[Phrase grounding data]
..........

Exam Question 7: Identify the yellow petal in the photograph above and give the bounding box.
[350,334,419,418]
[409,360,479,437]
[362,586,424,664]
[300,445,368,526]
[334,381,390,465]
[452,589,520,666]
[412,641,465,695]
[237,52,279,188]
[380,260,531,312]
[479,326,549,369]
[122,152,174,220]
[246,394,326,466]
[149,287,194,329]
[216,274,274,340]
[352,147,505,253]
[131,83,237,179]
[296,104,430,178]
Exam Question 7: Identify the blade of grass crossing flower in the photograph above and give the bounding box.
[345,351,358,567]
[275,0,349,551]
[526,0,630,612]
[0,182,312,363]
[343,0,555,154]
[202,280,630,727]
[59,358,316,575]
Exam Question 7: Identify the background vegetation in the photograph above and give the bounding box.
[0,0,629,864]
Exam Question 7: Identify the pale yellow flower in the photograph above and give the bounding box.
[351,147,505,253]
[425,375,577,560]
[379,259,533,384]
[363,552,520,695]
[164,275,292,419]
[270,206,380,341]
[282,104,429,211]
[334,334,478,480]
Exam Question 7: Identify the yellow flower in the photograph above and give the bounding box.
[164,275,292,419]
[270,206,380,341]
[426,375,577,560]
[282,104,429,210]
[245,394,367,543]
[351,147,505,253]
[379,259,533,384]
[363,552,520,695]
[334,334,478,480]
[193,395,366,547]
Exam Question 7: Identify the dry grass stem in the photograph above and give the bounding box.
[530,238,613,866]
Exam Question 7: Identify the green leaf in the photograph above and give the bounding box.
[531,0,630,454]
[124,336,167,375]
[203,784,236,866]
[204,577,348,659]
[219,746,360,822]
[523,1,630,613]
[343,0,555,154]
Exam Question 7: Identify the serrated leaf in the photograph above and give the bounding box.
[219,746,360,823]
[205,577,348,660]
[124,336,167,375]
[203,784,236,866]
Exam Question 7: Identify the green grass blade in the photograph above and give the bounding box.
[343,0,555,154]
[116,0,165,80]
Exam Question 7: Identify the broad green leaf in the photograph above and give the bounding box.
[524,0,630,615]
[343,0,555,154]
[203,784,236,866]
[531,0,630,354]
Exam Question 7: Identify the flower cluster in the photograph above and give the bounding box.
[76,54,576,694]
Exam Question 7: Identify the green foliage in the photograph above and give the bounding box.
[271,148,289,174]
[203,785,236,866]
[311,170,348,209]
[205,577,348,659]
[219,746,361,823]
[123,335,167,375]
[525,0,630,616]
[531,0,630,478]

..........

◆ Instructions to follow
An exact restatement of the lines from the one with "Exam Question 7: Identify the yellow flower" through the last line of the data is the only acceptable answer.

◆ Response area
Exam Question 7: Identify the yellow flower in the photograph above and give the bounding box.
[164,275,292,419]
[270,206,380,341]
[426,375,577,560]
[282,104,429,210]
[245,394,367,543]
[351,147,505,253]
[379,259,533,384]
[363,552,520,695]
[334,334,478,480]
[193,395,366,547]
Exam Question 7: Identify the dry grass stem in the photograph above and give the bounding box.
[530,238,613,866]
Exam Question 7: Identify the green leaf in the photograph above and give the bounding box.
[531,0,630,454]
[124,336,167,375]
[203,784,236,866]
[204,577,348,659]
[219,746,360,822]
[523,1,630,613]
[343,0,555,154]
Exam Question 7: Identify the serrated leaf in the photograph above and give the bounding box.
[219,746,360,823]
[205,577,348,660]
[124,336,167,375]
[203,784,236,866]
Exam Question 7: Identify the green grass blade in the photograph above and give the bounding box.
[343,0,555,154]
[116,0,165,80]
Exam Question 7: Identify the broad green leaf in the photograph above and give the bounding box.
[524,0,630,615]
[343,0,555,154]
[203,784,236,866]
[531,0,630,354]
Exam Question 7: Identify the flower cluster in the photograph above and give the bounding box.
[76,54,576,694]
Exam Question 7: Identify the green foliage in the photograph above and give the bounding box.
[271,148,289,174]
[203,785,236,866]
[311,170,348,209]
[205,577,348,659]
[219,746,361,823]
[123,335,167,375]
[525,0,630,616]
[531,0,630,478]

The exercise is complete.